## EXERCISE MATERIALS

◇ ◇ ◇ ◇

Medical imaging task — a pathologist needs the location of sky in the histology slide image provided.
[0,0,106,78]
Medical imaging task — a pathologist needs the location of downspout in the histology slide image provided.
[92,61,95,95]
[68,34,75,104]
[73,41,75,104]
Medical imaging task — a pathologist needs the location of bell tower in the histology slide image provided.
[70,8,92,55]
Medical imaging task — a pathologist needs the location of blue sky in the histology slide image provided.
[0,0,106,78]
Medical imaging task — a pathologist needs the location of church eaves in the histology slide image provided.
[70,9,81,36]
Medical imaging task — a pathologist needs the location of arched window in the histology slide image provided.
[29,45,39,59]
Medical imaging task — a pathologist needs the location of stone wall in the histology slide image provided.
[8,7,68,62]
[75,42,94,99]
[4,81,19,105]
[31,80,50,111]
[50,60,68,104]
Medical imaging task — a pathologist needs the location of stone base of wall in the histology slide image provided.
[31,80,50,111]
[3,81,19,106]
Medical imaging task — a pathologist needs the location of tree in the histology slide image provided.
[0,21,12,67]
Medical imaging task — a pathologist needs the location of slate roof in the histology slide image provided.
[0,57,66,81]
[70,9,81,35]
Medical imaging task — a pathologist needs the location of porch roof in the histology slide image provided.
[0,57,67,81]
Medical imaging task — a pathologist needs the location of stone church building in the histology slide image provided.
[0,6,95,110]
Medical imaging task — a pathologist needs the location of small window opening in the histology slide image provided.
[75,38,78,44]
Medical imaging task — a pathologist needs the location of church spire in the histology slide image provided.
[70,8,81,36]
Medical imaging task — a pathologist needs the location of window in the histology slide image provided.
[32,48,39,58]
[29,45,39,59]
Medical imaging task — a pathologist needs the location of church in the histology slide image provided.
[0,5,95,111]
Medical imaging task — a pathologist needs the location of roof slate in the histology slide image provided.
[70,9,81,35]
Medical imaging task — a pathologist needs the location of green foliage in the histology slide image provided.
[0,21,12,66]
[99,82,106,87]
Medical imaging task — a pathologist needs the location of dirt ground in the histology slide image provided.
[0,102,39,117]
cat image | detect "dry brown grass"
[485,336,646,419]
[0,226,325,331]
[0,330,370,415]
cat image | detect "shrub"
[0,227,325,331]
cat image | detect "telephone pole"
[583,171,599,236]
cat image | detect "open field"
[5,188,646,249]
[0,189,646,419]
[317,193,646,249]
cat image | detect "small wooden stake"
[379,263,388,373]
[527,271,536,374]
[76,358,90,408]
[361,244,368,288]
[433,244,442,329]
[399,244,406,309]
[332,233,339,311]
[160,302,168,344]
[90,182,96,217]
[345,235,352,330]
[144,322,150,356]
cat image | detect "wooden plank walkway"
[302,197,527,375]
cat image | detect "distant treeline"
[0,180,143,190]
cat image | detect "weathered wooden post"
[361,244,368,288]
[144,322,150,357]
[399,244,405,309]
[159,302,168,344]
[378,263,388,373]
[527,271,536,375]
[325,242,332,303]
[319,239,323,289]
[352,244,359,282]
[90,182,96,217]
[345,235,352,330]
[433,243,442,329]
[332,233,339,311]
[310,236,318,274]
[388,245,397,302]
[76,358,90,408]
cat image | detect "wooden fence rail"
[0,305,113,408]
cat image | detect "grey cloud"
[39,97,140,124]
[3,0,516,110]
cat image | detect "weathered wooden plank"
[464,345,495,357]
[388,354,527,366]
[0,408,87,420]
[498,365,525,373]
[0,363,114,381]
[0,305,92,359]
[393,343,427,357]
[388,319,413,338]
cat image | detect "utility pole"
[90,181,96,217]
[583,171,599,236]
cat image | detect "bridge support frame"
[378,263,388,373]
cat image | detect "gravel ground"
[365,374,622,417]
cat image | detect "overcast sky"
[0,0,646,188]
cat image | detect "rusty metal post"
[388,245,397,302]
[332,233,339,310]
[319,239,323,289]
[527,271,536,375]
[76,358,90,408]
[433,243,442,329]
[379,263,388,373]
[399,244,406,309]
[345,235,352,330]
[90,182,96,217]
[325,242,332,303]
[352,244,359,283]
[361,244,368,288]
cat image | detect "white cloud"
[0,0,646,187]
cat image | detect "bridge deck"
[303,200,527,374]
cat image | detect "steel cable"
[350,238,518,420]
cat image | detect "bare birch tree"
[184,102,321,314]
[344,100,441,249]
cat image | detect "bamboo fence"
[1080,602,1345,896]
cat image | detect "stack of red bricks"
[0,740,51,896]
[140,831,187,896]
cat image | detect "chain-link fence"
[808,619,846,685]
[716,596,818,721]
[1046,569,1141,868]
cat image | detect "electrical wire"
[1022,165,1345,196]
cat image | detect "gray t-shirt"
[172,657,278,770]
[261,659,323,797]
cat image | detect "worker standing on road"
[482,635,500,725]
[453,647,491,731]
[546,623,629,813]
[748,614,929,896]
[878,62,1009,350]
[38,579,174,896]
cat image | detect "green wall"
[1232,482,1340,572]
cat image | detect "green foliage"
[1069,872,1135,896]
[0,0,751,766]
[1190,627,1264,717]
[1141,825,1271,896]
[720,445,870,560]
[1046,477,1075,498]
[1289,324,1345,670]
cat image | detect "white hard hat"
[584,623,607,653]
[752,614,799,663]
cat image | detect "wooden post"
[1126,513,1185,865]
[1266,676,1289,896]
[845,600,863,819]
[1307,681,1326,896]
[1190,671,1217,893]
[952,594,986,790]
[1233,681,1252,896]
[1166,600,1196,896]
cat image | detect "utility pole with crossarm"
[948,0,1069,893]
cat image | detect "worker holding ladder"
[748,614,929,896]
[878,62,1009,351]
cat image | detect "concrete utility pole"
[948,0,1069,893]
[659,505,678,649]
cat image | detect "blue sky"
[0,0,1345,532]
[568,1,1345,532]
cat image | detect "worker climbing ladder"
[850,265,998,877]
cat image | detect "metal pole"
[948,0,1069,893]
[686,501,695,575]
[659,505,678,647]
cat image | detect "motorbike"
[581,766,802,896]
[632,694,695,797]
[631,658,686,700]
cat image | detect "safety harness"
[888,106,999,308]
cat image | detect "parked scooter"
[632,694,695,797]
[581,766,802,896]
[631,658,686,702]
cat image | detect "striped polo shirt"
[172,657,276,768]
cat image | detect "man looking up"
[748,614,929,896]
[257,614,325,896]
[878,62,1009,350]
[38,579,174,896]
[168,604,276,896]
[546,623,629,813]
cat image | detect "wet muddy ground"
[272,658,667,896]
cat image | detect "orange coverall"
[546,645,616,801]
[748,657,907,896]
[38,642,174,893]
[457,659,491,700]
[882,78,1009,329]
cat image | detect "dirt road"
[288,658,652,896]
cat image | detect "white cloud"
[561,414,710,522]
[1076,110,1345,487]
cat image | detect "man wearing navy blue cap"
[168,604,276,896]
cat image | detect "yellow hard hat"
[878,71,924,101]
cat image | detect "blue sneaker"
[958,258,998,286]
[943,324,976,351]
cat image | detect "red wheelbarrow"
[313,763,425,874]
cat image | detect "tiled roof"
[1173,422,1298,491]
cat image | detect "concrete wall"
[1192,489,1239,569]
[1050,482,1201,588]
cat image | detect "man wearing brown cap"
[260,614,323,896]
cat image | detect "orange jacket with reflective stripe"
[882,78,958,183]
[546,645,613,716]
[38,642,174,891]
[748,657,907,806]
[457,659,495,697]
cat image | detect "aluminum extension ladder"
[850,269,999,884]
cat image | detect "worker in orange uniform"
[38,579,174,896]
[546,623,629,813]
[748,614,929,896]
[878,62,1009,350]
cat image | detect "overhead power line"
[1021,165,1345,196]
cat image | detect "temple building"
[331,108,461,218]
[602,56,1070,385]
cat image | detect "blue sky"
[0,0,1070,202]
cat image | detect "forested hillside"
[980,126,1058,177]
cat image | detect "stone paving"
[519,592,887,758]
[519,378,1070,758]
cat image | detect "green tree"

◇ ◇ ◇ ◇

## JOB
Reproduce the material from its first line through the line containing "[0,21,12,67]", changing "bell tower" to "belfry" and leaving everything else untouched.

## RESULT BELOW
Medical imaging task — a pathologist needs the location of sky in the histology slide image provided.
[0,0,106,78]
Medical imaging task — a pathologist needs the location of downspout in the histology slide image provided.
[92,61,95,95]
[68,34,75,104]
[73,41,75,104]
Medical imaging task — a pathologist needs the location of belfry in the histology slide image provided.
[70,8,92,55]
Medical imaging task — a pathologist needs the location of blue sky in the histology slide image provided.
[0,0,106,78]
Medical imaging task — a pathologist needs the location of church eaves in the histology slide image provided.
[70,9,81,36]
Medical imaging task — a pathologist needs the location of arched window in the histology slide image provided.
[29,45,39,59]
Medical imaging task — a pathologist needs the location of stone wall in the histology slide image provided.
[8,7,68,62]
[75,42,94,99]
[4,81,19,105]
[31,80,50,111]
[50,60,68,104]
Medical imaging task — a pathologist needs the location of stone base of wall in the histology slide image provided.
[31,80,50,111]
[3,81,19,106]
Medical imaging task — a pathologist needs the location of tree in the histology slide image provided.
[0,21,12,67]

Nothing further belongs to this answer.